Datos de detección de objetos
○ ○ ○ ○ ○ ○ ○

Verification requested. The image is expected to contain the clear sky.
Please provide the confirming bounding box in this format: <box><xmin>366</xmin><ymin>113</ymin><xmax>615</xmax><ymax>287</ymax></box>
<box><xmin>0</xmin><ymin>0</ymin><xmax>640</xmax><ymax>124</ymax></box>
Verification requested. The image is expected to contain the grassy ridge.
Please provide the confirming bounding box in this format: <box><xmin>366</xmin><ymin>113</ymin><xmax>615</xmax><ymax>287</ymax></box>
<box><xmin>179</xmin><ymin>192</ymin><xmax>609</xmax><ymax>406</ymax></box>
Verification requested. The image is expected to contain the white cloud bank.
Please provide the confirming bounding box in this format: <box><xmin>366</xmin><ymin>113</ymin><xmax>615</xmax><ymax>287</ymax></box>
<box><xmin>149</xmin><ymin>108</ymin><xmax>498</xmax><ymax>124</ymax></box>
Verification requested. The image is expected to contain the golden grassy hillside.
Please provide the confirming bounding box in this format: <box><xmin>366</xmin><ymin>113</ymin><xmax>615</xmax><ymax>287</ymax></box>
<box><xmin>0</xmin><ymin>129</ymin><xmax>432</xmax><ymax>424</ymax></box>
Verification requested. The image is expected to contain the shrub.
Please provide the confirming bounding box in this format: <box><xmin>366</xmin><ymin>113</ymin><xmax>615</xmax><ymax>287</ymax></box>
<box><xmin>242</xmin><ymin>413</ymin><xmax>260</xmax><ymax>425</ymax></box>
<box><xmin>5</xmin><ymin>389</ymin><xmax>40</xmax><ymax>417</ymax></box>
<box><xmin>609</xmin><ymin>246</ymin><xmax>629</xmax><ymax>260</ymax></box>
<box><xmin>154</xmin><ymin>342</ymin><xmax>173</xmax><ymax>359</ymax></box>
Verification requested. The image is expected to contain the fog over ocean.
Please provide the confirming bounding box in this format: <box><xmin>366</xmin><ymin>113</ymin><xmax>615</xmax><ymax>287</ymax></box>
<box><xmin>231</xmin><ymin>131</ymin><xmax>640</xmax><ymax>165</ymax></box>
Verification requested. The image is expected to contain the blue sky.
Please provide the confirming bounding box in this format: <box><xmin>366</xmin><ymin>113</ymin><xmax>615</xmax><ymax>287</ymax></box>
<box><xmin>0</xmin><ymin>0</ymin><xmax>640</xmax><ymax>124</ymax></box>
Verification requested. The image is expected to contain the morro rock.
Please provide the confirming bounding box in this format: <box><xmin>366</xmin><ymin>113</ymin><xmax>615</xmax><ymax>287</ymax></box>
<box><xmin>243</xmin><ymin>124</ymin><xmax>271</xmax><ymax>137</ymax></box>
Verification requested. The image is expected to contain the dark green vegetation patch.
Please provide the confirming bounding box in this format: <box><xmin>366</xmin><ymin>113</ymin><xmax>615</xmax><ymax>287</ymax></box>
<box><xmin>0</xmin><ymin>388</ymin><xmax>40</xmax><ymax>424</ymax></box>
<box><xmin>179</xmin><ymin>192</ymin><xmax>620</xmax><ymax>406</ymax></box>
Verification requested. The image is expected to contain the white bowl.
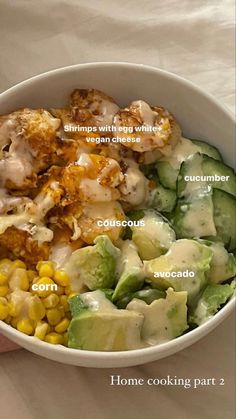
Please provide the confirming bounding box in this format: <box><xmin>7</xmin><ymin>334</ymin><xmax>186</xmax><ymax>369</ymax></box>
<box><xmin>0</xmin><ymin>63</ymin><xmax>235</xmax><ymax>368</ymax></box>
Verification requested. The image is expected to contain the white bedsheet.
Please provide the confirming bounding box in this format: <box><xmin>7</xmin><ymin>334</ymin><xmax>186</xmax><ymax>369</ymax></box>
<box><xmin>0</xmin><ymin>0</ymin><xmax>235</xmax><ymax>419</ymax></box>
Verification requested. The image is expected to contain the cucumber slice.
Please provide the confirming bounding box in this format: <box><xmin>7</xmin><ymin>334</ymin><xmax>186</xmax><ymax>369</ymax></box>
<box><xmin>156</xmin><ymin>137</ymin><xmax>222</xmax><ymax>190</ymax></box>
<box><xmin>156</xmin><ymin>161</ymin><xmax>179</xmax><ymax>191</ymax></box>
<box><xmin>177</xmin><ymin>153</ymin><xmax>207</xmax><ymax>198</ymax></box>
<box><xmin>202</xmin><ymin>155</ymin><xmax>236</xmax><ymax>196</ymax></box>
<box><xmin>177</xmin><ymin>153</ymin><xmax>236</xmax><ymax>197</ymax></box>
<box><xmin>148</xmin><ymin>185</ymin><xmax>176</xmax><ymax>212</ymax></box>
<box><xmin>191</xmin><ymin>140</ymin><xmax>223</xmax><ymax>161</ymax></box>
<box><xmin>208</xmin><ymin>189</ymin><xmax>236</xmax><ymax>252</ymax></box>
<box><xmin>171</xmin><ymin>189</ymin><xmax>216</xmax><ymax>238</ymax></box>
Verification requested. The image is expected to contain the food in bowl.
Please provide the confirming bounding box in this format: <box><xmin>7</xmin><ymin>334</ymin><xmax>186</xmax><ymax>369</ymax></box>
<box><xmin>0</xmin><ymin>89</ymin><xmax>236</xmax><ymax>351</ymax></box>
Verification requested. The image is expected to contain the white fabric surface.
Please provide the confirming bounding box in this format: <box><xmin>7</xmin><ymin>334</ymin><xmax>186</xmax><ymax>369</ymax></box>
<box><xmin>0</xmin><ymin>0</ymin><xmax>235</xmax><ymax>419</ymax></box>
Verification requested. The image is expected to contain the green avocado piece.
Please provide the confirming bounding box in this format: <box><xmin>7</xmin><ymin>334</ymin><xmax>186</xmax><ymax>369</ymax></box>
<box><xmin>127</xmin><ymin>288</ymin><xmax>188</xmax><ymax>345</ymax></box>
<box><xmin>64</xmin><ymin>236</ymin><xmax>120</xmax><ymax>290</ymax></box>
<box><xmin>189</xmin><ymin>284</ymin><xmax>234</xmax><ymax>326</ymax></box>
<box><xmin>144</xmin><ymin>239</ymin><xmax>212</xmax><ymax>305</ymax></box>
<box><xmin>68</xmin><ymin>310</ymin><xmax>144</xmax><ymax>351</ymax></box>
<box><xmin>112</xmin><ymin>240</ymin><xmax>144</xmax><ymax>301</ymax></box>
<box><xmin>196</xmin><ymin>239</ymin><xmax>236</xmax><ymax>284</ymax></box>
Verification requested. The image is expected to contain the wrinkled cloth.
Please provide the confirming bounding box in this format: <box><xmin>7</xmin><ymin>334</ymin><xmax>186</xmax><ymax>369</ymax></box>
<box><xmin>0</xmin><ymin>0</ymin><xmax>235</xmax><ymax>419</ymax></box>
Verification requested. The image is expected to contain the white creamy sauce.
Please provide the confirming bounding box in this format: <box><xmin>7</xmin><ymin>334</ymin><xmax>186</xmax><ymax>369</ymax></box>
<box><xmin>160</xmin><ymin>137</ymin><xmax>200</xmax><ymax>169</ymax></box>
<box><xmin>184</xmin><ymin>199</ymin><xmax>216</xmax><ymax>237</ymax></box>
<box><xmin>80</xmin><ymin>179</ymin><xmax>112</xmax><ymax>202</ymax></box>
<box><xmin>81</xmin><ymin>290</ymin><xmax>116</xmax><ymax>311</ymax></box>
<box><xmin>120</xmin><ymin>240</ymin><xmax>143</xmax><ymax>271</ymax></box>
<box><xmin>136</xmin><ymin>214</ymin><xmax>174</xmax><ymax>249</ymax></box>
<box><xmin>91</xmin><ymin>95</ymin><xmax>119</xmax><ymax>127</ymax></box>
<box><xmin>0</xmin><ymin>118</ymin><xmax>15</xmax><ymax>149</ymax></box>
<box><xmin>119</xmin><ymin>159</ymin><xmax>148</xmax><ymax>206</ymax></box>
<box><xmin>131</xmin><ymin>100</ymin><xmax>156</xmax><ymax>126</ymax></box>
<box><xmin>76</xmin><ymin>153</ymin><xmax>93</xmax><ymax>170</ymax></box>
<box><xmin>49</xmin><ymin>243</ymin><xmax>72</xmax><ymax>268</ymax></box>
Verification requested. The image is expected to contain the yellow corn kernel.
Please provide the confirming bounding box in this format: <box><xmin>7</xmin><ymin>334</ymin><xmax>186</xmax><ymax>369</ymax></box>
<box><xmin>0</xmin><ymin>297</ymin><xmax>9</xmax><ymax>320</ymax></box>
<box><xmin>55</xmin><ymin>285</ymin><xmax>65</xmax><ymax>295</ymax></box>
<box><xmin>0</xmin><ymin>272</ymin><xmax>8</xmax><ymax>286</ymax></box>
<box><xmin>0</xmin><ymin>285</ymin><xmax>10</xmax><ymax>297</ymax></box>
<box><xmin>28</xmin><ymin>296</ymin><xmax>46</xmax><ymax>321</ymax></box>
<box><xmin>10</xmin><ymin>317</ymin><xmax>19</xmax><ymax>329</ymax></box>
<box><xmin>46</xmin><ymin>308</ymin><xmax>62</xmax><ymax>326</ymax></box>
<box><xmin>42</xmin><ymin>294</ymin><xmax>59</xmax><ymax>308</ymax></box>
<box><xmin>4</xmin><ymin>314</ymin><xmax>11</xmax><ymax>324</ymax></box>
<box><xmin>8</xmin><ymin>301</ymin><xmax>20</xmax><ymax>317</ymax></box>
<box><xmin>65</xmin><ymin>285</ymin><xmax>72</xmax><ymax>295</ymax></box>
<box><xmin>54</xmin><ymin>271</ymin><xmax>70</xmax><ymax>287</ymax></box>
<box><xmin>16</xmin><ymin>319</ymin><xmax>34</xmax><ymax>335</ymax></box>
<box><xmin>37</xmin><ymin>261</ymin><xmax>54</xmax><ymax>278</ymax></box>
<box><xmin>45</xmin><ymin>332</ymin><xmax>64</xmax><ymax>345</ymax></box>
<box><xmin>27</xmin><ymin>269</ymin><xmax>38</xmax><ymax>282</ymax></box>
<box><xmin>68</xmin><ymin>292</ymin><xmax>78</xmax><ymax>299</ymax></box>
<box><xmin>31</xmin><ymin>276</ymin><xmax>58</xmax><ymax>298</ymax></box>
<box><xmin>0</xmin><ymin>259</ymin><xmax>13</xmax><ymax>275</ymax></box>
<box><xmin>12</xmin><ymin>259</ymin><xmax>26</xmax><ymax>269</ymax></box>
<box><xmin>63</xmin><ymin>333</ymin><xmax>68</xmax><ymax>346</ymax></box>
<box><xmin>9</xmin><ymin>268</ymin><xmax>29</xmax><ymax>291</ymax></box>
<box><xmin>60</xmin><ymin>295</ymin><xmax>70</xmax><ymax>312</ymax></box>
<box><xmin>55</xmin><ymin>318</ymin><xmax>70</xmax><ymax>333</ymax></box>
<box><xmin>34</xmin><ymin>321</ymin><xmax>49</xmax><ymax>340</ymax></box>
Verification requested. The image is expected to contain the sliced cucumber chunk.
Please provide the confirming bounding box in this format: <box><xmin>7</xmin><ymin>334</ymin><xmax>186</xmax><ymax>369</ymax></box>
<box><xmin>191</xmin><ymin>140</ymin><xmax>222</xmax><ymax>161</ymax></box>
<box><xmin>208</xmin><ymin>189</ymin><xmax>236</xmax><ymax>252</ymax></box>
<box><xmin>171</xmin><ymin>189</ymin><xmax>216</xmax><ymax>238</ymax></box>
<box><xmin>156</xmin><ymin>161</ymin><xmax>179</xmax><ymax>191</ymax></box>
<box><xmin>202</xmin><ymin>155</ymin><xmax>236</xmax><ymax>196</ymax></box>
<box><xmin>177</xmin><ymin>153</ymin><xmax>236</xmax><ymax>197</ymax></box>
<box><xmin>148</xmin><ymin>184</ymin><xmax>176</xmax><ymax>212</ymax></box>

○ ○ ○ ○ ○ ○ ○

§ Su tarea
Extraiga todas las líneas anteriores en las que figure la palabra "white". Se distingue entre mayúsculas y minúsculas.

§ Resultado del ejercicio
Verification requested. The image is expected to contain the white cloud bank.
Verification requested. The image is expected to contain the white bowl.
Verification requested. The image is expected to contain the white bedsheet.
Verification requested. The image is expected to contain the white fabric surface.
Verification requested. The image is expected to contain the white creamy sauce.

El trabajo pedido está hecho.